**Natural-language object grounding data:**
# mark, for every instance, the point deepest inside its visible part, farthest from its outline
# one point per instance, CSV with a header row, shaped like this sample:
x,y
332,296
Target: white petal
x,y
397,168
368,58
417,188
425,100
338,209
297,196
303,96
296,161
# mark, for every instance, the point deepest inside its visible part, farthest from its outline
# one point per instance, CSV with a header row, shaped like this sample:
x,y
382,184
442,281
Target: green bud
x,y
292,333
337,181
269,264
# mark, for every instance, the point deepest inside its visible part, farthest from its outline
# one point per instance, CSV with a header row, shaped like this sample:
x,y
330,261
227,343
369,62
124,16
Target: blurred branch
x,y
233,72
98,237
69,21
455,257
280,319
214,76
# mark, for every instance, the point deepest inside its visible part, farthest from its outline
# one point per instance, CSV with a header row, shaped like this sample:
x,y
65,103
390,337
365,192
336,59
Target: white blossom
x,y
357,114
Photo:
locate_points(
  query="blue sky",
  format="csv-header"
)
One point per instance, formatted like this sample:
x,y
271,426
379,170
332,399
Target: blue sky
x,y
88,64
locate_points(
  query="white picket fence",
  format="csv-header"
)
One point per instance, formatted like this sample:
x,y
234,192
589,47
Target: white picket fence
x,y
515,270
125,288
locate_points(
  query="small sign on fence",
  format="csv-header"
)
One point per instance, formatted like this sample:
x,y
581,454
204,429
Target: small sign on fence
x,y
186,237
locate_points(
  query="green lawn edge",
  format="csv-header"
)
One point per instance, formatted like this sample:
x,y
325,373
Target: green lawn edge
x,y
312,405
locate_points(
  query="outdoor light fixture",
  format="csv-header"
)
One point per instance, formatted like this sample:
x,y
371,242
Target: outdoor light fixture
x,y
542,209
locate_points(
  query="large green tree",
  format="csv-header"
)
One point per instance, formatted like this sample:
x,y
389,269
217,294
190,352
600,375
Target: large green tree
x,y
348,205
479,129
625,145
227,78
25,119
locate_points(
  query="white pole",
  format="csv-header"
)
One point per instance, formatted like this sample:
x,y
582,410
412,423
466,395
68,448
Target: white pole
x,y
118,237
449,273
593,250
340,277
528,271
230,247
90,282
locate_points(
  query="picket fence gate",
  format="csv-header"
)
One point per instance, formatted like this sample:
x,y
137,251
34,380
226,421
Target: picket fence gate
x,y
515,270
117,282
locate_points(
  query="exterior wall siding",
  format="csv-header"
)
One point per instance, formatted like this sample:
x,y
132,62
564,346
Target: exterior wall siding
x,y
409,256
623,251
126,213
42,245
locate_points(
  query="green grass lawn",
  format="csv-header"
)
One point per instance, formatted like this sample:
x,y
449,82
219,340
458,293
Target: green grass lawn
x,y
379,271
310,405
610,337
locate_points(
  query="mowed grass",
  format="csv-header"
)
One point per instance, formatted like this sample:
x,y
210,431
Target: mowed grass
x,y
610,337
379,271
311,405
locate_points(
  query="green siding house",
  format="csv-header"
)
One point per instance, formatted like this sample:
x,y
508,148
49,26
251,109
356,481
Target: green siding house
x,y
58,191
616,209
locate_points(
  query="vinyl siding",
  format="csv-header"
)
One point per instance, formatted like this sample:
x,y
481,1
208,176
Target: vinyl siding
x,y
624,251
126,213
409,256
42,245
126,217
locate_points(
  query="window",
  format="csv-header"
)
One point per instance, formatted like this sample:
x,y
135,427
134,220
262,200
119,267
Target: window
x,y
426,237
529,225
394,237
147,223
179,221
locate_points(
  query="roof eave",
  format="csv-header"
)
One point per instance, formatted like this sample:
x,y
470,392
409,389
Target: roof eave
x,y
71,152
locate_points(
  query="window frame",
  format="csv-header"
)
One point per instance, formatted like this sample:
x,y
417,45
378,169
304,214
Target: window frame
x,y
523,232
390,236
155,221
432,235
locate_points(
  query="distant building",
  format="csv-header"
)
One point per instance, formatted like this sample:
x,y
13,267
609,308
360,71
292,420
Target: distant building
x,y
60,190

**EXERCISE DIRECTIONS:** Your task is to repeat the data exactly, with nothing left out.

**PROBLEM SOLUTION:**
# mark, for every instance, the point deepest inside its visible part, farthest from its outline
# one point per instance, CSV with a header row, shaped like this sample:
x,y
332,296
Target: white petal
x,y
397,168
368,58
417,188
425,100
338,209
297,196
303,96
296,161
# mark, for every instance, the point deepest inside its visible part, farthest from its outline
# one point per instance, CSV with a header row, shaped like this sample:
x,y
382,184
442,281
Target: green bud
x,y
292,333
337,181
269,264
# mark, for every instance, the point deepest inside its visible part, farthest from its outline
# one point per instance, CSV with a header row, shaped like this sample:
x,y
330,261
227,343
369,62
124,16
Target: blurred branch
x,y
233,72
98,237
69,21
455,257
280,319
214,76
# mark, for every instance, the point deepest inside its visible part, farthest from its outline
# one point per instance, CSV with a header row, shaped like this sample:
x,y
65,103
390,337
365,192
336,59
Target: white blossom
x,y
357,114
Photo:
locate_points(
  query="blue sky",
  format="csv-header"
)
One point per instance, formatted like this sample:
x,y
271,426
379,170
332,399
Target: blue sky
x,y
88,64
locate_points(
  query="white picket fence",
  format="csv-header"
)
One point per instance, formatted like this sample:
x,y
234,192
589,47
Target: white picket fence
x,y
515,270
125,288
locate_points(
  query="small sign on fence",
  format="csv-header"
)
One point per instance, formatted like this sample:
x,y
581,454
204,429
Target: small sign on fence
x,y
186,237
locate_points(
  query="green lawn edge",
  format="csv-header"
)
One point per instance, formatted like this sample:
x,y
325,373
Target: green lawn edge
x,y
312,405
locate_points(
  query="outdoor light fixture",
  format="csv-header"
)
One point per instance, formatted like this sample:
x,y
371,242
Target: outdoor light fixture
x,y
542,209
locate_points(
  query="large green tree",
  format="csv-header"
)
One point per instance, formatted like this sample:
x,y
389,269
217,294
190,352
600,375
Target: large green tree
x,y
348,205
479,129
625,145
227,78
25,119
locate_points(
  query="white pole",
  format="csv-header"
)
One point per instance, formatted like this sample:
x,y
582,410
412,423
466,395
68,448
Target: white pole
x,y
118,237
449,273
593,250
340,277
528,271
230,247
90,282
locate_points(
  query="picket fence gate",
  format="csv-header"
)
One point per instance, formatted like this sample:
x,y
137,251
34,380
226,421
Target: picket fence gate
x,y
515,270
117,282
locate_points(
  query="exterior wall siding",
  format="csv-header"
)
One point per instance, formatted like this sample:
x,y
132,62
564,346
Target: exterior wall siding
x,y
409,256
623,251
126,213
42,245
locate_points(
  query="green grass lawn",
  format="csv-header"
)
One point per instance, formatted like this sample:
x,y
449,82
219,340
458,293
Target: green grass lawn
x,y
379,271
310,405
610,337
locate_points(
  query="mowed grass",
  format="csv-header"
)
One point per instance, formatted like this sample:
x,y
210,431
Target: mowed grass
x,y
610,337
379,271
311,405
locate_points(
  query="green siding house",
  format="csv-header"
)
One point per instance, formatted like this sample:
x,y
508,148
49,26
251,109
356,481
Target: green siding house
x,y
58,191
616,209
locate_points(
  query="vinyl siding",
  format="csv-header"
)
One point per instance, formatted like this sample:
x,y
481,1
208,176
Target: vinyl siding
x,y
624,251
126,213
409,256
42,245
126,217
locate_points(
  query="window",
  format="csv-header"
)
One point per instance, formatted like this sample:
x,y
135,427
134,220
262,200
119,267
Target: window
x,y
426,237
529,225
394,237
147,223
179,221
locate_points(
  query="roof eave",
  format="csv-header"
)
One point per instance, formatted like this sample:
x,y
470,392
409,389
Target: roof eave
x,y
71,152
locate_points(
  query="window frame",
  format="csv-header"
)
One point per instance, formatted like this sample:
x,y
417,45
378,169
304,214
Target: window frame
x,y
523,232
390,236
155,221
432,235
locate_points(
  query="distant building",
  format="csv-header"
)
One point per instance, formatted like this sample:
x,y
13,267
609,308
360,71
292,420
Target: distant building
x,y
60,190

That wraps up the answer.